[Challenges]:
• A. In the Sylow subgroup argument, how many elements of order 15 do the normalizers of the conjugates of Q yield in G?
• B. Duplicate the portion of the Sylow subgroup argument starting with "So suppose $n_5=6$." and going on through "order 5 in $G$.".
• C. Go on with the Sylow subgroup argument from the point where it stops.

== Text shown

Ultimately, I will prove slightly less than that the Sylow 5-subgroup is normal, stopping once we have either a normal Sylow 2-subgroup, a normal Sylow 5-subgroup, or have constructed a subgroup of order 10, or proven the arrangement in question is impossible so can be excluded.

Consider the number of Sylow $5$-subgroups, denoted $n_5$. By the Sylow theorems, $n_5\equiv 1\bmod 5$ and $n_5$ divides $2\cdot 3^2=18$. Thus either $n_5=1$ or $n_5=6$. If $n_5=1$ then your $Q$ is in fact normal and so your $PQ$ is a subgroup of order 10, and we are done. But what to do in the case $n_5=6$? Ultimately this is impossible, but we will show how we can always exhibit a subgroup of order 10 in any case we can't derive a contradiction from.

So suppose $n_5=6$. The conjugation action transitively permutes the 6 Sylow 5-subgroups. By applying the orbit-stabilizer theorem, or one of the Sylow theorems that's just a special case thereof, we have that $[G:N_G(Q)]=n_5=6$, so that $N_G(Q)$ is a subgroup of order 15 and index 6 in $G$. Note that every group of order 15 is cyclic.

Now distinct conjugates of $Q$ have distinct normalizers since $N_G(tQt^{-1})=t N_G(Q) t^{-1}$ for all $t\in G$ (they can intersect non-trivially, but can't be equal), so no two such normalizers share an element of order 15. As a cyclic group of order 15 contains exactly 8 elements of order 15, the normalizers of the conjugates of $Q$ yield a total of 48 elements of order 15 in $G$.

Since the Sylow 5-subgroups are cyclic of order 5, and contain exactly 4 elements of order 5, we have a total of 24 elements of order 5 in $G$.

Combined, we've accounted for 72 non-identity elements in $G$, none of which has order (divisible by) 2.

We now consider the number of elements of order 2. Since the Sylow 2-subgroup is cyclic of order 2, this is precisely the number of Sylow 2-subgroups of $G$, denoted $n_2$. By the Sylow theorems, we have that $n_2\in\{1,3,5,9,15,45\}$, the odd divisors of 90. Our aim is to show that in each case we either have a contradiction, or can exhibit a group of order 10. This then establishes your desired result.

Fix $P\in\operatorname{Syl}_2(G)$.

We first claim that $n_2=[G:N_G(P)]$ is divisible by 5, so that $n_2\in\{5,15,45\}$; it's possible to ignore this and still handle the other values of $n_2$ with relative ease, but it's a convenient reduction. To see this, note that since $P=\langle\,y\,\rangle$ is cyclic of order 2, then in fact $N_G(P)=C_G(y)$. If $N_G(P)$ had order divisible by 5, it would have an element of order 5, which implies that $y$ centralizes an element of order 5. Thus $y$ normalizes some Sylow 5-subgroup, but our assumption that $n_5=6$ implies that the normalizer of a Sylow 5-subgroup has odd order. Thus $n_2$ is divisible by 5, as desired.

====
== Excerpted data

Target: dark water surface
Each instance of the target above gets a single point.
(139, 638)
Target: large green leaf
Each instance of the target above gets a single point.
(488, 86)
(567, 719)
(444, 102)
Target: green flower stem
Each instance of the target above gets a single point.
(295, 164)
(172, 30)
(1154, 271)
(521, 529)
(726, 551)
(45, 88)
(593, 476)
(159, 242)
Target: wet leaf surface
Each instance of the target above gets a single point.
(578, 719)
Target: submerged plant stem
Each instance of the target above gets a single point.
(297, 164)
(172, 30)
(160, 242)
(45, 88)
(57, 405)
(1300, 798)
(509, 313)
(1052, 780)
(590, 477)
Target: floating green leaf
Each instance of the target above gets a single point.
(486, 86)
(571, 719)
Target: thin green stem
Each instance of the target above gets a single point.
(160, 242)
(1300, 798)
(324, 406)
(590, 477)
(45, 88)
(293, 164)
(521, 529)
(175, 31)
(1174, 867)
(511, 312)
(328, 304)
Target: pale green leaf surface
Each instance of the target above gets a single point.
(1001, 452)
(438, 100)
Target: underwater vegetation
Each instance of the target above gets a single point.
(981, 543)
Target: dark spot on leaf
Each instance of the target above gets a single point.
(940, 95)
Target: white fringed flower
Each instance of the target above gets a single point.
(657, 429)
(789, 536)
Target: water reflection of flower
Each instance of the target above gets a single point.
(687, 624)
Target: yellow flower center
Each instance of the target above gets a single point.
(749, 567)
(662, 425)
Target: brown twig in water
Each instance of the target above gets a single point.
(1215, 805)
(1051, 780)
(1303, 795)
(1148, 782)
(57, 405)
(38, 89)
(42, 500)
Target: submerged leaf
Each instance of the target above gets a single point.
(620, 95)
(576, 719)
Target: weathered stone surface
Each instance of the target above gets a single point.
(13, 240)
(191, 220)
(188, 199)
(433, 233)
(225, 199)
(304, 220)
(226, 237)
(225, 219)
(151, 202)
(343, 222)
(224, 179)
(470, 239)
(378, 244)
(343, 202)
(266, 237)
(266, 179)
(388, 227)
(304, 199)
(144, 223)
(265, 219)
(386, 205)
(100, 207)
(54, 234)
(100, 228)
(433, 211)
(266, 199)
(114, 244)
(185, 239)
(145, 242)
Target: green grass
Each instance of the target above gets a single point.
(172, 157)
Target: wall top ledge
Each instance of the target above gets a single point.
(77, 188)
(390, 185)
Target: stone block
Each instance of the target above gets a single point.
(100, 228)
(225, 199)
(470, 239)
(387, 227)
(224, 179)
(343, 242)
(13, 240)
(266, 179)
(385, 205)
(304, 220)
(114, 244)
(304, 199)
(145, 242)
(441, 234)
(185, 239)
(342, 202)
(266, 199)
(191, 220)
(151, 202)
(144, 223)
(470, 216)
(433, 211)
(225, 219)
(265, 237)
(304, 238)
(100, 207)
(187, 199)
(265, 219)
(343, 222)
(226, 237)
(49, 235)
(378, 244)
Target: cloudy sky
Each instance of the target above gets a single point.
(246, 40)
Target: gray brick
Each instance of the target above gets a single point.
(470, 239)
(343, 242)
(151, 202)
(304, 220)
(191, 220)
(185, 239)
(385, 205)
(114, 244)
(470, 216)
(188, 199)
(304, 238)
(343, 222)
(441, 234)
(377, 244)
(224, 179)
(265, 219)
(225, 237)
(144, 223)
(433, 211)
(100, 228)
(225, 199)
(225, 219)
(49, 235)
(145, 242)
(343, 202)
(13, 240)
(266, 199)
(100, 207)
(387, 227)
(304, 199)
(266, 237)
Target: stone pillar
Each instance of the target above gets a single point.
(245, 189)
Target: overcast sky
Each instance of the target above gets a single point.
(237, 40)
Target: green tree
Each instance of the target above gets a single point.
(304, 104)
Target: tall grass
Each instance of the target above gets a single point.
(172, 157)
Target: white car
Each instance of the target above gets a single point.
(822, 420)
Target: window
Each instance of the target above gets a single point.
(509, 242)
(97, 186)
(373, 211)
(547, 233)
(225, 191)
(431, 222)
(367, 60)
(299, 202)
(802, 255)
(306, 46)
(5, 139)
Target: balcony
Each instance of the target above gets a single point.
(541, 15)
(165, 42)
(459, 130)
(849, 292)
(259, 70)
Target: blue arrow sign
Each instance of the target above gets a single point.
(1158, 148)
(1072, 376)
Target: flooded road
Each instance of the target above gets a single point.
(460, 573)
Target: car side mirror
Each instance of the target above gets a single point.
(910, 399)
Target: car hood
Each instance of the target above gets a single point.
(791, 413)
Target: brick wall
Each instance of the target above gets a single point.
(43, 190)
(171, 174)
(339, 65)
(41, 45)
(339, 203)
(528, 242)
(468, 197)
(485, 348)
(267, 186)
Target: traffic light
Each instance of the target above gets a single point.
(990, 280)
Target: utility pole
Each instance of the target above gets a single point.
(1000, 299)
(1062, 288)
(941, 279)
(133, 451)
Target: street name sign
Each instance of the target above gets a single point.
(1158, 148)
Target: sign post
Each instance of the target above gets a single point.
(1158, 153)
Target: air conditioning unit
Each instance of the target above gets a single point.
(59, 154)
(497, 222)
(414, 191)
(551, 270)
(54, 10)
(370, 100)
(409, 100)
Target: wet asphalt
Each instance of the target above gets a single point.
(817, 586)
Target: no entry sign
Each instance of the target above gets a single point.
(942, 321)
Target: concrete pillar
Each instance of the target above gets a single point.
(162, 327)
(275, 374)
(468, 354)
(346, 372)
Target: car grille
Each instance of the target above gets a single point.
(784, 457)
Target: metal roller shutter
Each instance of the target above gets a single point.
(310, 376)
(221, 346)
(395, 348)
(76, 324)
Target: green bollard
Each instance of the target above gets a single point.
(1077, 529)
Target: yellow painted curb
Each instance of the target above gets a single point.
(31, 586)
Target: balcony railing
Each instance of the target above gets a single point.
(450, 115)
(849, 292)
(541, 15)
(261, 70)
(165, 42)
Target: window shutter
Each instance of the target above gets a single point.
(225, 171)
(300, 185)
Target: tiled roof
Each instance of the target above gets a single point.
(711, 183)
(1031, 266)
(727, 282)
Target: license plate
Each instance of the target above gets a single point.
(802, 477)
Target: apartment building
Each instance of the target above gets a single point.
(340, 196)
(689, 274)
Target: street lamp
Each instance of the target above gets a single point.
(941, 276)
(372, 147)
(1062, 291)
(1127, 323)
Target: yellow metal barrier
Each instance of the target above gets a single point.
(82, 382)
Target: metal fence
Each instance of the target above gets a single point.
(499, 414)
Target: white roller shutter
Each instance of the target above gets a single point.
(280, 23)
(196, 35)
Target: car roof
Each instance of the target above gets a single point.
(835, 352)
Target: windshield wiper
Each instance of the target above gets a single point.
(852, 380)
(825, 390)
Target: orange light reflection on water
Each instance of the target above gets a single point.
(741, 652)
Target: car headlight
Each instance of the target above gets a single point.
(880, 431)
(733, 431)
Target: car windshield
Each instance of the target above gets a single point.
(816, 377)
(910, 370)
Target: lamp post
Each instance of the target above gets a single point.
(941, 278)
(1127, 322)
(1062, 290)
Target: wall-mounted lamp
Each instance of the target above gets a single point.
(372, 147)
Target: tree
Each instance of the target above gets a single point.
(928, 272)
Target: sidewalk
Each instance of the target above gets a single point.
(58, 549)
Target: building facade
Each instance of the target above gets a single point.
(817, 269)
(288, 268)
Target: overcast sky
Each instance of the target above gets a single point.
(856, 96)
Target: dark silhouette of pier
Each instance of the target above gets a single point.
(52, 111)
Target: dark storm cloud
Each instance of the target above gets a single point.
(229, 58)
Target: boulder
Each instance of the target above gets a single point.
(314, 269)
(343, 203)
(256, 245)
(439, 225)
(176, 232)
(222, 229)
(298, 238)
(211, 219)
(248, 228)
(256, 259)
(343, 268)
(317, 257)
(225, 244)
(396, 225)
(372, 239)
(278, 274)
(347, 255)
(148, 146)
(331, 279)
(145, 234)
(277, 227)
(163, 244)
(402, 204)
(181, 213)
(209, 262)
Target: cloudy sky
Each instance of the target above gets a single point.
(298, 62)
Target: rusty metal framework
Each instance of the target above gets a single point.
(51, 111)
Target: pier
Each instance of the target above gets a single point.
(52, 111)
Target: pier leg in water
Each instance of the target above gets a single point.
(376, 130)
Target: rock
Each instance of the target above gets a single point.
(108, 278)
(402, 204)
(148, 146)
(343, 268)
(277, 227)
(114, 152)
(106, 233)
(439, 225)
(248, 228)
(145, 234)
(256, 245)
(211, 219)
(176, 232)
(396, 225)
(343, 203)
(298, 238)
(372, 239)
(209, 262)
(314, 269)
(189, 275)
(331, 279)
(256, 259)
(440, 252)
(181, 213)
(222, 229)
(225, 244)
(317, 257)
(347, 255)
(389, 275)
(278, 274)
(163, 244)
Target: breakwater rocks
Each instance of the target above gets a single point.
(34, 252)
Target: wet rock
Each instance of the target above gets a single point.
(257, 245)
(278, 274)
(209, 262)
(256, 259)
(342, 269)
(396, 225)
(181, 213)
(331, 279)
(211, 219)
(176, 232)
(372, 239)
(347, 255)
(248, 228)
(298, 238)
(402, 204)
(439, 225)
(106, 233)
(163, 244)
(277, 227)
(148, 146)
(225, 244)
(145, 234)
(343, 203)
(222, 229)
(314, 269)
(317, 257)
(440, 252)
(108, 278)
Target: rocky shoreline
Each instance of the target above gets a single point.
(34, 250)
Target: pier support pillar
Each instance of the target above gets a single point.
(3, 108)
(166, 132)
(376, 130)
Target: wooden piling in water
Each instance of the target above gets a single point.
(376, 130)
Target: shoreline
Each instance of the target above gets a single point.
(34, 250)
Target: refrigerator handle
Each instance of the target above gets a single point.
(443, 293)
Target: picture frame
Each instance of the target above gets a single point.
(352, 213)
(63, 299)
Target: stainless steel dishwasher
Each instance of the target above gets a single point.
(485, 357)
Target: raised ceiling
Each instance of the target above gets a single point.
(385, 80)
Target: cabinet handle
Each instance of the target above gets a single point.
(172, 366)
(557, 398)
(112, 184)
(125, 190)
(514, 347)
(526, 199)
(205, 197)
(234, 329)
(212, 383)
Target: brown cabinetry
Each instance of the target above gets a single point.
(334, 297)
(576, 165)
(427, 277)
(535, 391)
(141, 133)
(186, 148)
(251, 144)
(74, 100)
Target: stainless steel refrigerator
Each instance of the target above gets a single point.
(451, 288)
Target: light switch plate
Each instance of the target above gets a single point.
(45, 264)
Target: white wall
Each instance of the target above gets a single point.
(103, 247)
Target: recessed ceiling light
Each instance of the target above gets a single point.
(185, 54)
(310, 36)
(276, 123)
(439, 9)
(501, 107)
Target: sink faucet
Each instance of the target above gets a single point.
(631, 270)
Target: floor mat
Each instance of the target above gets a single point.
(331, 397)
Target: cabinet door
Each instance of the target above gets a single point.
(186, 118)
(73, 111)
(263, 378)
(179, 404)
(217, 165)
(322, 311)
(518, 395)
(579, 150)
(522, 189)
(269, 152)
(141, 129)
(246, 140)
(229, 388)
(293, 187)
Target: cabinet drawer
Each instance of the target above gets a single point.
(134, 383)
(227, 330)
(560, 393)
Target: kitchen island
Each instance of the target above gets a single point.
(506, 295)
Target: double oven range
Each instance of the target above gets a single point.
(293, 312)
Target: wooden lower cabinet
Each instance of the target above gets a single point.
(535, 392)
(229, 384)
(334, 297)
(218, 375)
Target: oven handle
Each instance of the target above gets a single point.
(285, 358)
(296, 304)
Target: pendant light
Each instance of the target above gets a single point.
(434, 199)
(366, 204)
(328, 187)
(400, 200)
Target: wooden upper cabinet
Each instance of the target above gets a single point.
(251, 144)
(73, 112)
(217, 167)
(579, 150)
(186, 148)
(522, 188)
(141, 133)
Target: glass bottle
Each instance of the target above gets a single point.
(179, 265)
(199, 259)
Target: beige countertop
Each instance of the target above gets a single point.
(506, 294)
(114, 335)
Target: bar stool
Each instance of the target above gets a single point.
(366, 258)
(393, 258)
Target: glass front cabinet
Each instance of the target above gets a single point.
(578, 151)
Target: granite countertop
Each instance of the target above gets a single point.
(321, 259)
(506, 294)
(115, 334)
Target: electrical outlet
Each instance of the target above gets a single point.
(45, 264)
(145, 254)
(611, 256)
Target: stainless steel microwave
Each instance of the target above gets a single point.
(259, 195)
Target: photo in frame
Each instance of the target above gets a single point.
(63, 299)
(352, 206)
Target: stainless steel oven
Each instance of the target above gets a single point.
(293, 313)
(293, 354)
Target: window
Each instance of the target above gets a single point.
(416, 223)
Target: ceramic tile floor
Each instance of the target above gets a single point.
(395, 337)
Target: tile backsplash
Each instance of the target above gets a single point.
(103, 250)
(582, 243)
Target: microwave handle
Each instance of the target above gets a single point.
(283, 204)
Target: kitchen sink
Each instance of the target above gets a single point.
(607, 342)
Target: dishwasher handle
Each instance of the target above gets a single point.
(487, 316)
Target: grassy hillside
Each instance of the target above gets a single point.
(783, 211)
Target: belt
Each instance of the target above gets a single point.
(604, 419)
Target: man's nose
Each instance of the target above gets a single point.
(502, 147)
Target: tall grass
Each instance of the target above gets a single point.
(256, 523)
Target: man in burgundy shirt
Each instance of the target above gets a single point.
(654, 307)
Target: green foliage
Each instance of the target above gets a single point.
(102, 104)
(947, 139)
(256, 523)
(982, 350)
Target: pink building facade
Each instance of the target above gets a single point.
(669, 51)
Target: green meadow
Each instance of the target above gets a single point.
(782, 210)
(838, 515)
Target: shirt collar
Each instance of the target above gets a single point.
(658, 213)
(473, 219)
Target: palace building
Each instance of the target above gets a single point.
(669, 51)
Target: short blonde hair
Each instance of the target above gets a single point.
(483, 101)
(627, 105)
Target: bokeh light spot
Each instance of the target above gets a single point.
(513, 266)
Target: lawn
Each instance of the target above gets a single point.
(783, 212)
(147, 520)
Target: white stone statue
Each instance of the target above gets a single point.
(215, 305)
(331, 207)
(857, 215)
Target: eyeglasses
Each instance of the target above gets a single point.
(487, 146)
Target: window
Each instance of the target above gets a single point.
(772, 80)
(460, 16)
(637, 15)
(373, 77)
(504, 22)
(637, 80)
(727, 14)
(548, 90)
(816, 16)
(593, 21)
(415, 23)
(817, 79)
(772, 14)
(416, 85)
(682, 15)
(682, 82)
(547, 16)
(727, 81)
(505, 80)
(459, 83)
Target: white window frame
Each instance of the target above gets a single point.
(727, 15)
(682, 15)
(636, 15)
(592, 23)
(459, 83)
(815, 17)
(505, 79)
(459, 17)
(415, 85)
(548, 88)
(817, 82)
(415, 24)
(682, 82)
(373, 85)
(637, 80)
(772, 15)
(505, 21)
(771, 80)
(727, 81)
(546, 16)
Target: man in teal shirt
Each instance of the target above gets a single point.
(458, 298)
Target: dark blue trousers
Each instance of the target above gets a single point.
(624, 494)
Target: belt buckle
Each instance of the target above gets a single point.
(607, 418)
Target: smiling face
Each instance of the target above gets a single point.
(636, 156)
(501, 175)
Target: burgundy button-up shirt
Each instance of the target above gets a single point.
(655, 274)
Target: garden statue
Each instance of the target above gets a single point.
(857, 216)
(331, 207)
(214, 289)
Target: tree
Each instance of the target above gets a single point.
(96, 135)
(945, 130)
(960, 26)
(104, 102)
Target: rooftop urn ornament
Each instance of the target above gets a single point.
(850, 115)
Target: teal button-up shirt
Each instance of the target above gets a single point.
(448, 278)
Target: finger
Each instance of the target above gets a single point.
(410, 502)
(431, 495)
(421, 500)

====

[Task results]:
• A. 48

• B.
So suppose $n_5=6$. The conjugation action transitively permutes the 6 Sylow 5-subgroups. By applying the orbit-stabilizer theorem, or one of the Sylow theorems that's just a special case thereof, we have that $[G:N_G(Q)]=n_5=6$, so that $N_G(Q)$ is a subgroup of order 15 and index 6 in $G$. Note that every group of order 15 is cyclic.

Now distinct conjugates of $Q$ have distinct normalizers since $N_G(tQt^{-1})=t N_G(Q) t^{-1}$ for all $t\in G$ (they can intersect non-trivially, but can't be equal), so no two such normalizers share an element of order 15. As a cyclic group of order 15 contains exactly 8 elements of order 15, the normalizers of the conjugates of $Q$ yield a total of 48 elements of order 15 in $G$.

Since the Sylow 5-subgroups are cyclic of order 5, and contain exactly 4 elements of order 5, we have a total of 24 elements of order 5 in $G$.

• C.
If $n_2=45$ then we have accounted for $72+45>90$ non-identity elements in $G$, which is impossible. So $n_2\neq 45$.

If $n_2=15$, then we've accounted for $72+15=88$ non-identity elements, leaving at most 3 non-identity elements for a Sylow 3-subgroup. But since such a subgroup has exactly 9 elements, this is also impossible. So $n_2\neq 15$.

Lastly, we must consider the case $n_2=5$. This implies that $|N_G(P)|=18$. The conjugation action on the Sylow 2-subgroups gives us a group homomorphism $\phi\colon G\to S_5$. This homomorphism would be trivial only if $P$ was normal, which we have assumed is not the case. It also cannot be injective since 90 does not divide $|S_5|=120$. Indeed $9$ does not divide $120$, so the kernel must have order divisible by 3. Since we also must have $\ker(\phi)\subseteq N_G(P)$, we conclude that $\ker(\phi)$ has order in $\{3,6,9\}$ and that $\phi(G)$ contains a cyclic subgroup $C$ of order 5.

We claim that if we know that a group of order 30 has a subgroup of order 10, then we are left with the case $|\ker(\phi)|=9$.

So let us see where the group of order 30 business comes in. If $\ker(\phi)$ has order 6 then $\phi^{-1}(C)$ has order 30. If $\ker(\phi)$ has order 3, then $\phi(G)$ has order 30. If $H$ is then a subgroup of order 10 in $\phi(G)$, then $\phi^{-1}(H)$ is a subgroup of order 30. This establishes the claim.

That groups of order 30 admit a subgroup of order 10 is left as an exercise. You can try much the same thing as before: if the Sylow 5-subgroup isn't normal, then there's 6 of them, 24 elements of order 5, etc. (Or see the much easier proof of this whole problem in my other answer that David A. Craven pointed out, and apply the same argument)

This leaves the case $|\ker(\phi)|=9$ (and $n_2=5$) as the only one left to consider. Then $\phi(G)$ has order 10, but this is a quotient group of $G$, and does not yield a subgroup of $G$ as before. But $\phi(G)$ is necessarily cyclic, so $C$ is normal in $\phi(G)$, and so $\phi^{-1}(C)=L$ is a normal subgroup of order 45 in $G$.

By order considerations, a Sylow 5-subgroup of $L$ is a Sylow 5-subgroup of $G$. Indeed, since $L$ is normal and the conjugation action is transitive on the Sylow 5-subgroups, $\operatorname{Syl}_5(G)=\operatorname{Syl}_5(L)$. We claim that in fact a group of order 45 always has a normal Sylow 5-subgroup, which then gives us a contradiction, and at long last completes all cases and proves that $G$ has a subgroup of order 10.

So, how to prove a group of order 45 has a normal Sylow 5-subgroup? Well, that is, at long last, easy! By the Sylow theorems, the number of Sylow 5-subgroups of such a group is coprime to 5 and divides 9. The only possibility is therefore 1.

QED.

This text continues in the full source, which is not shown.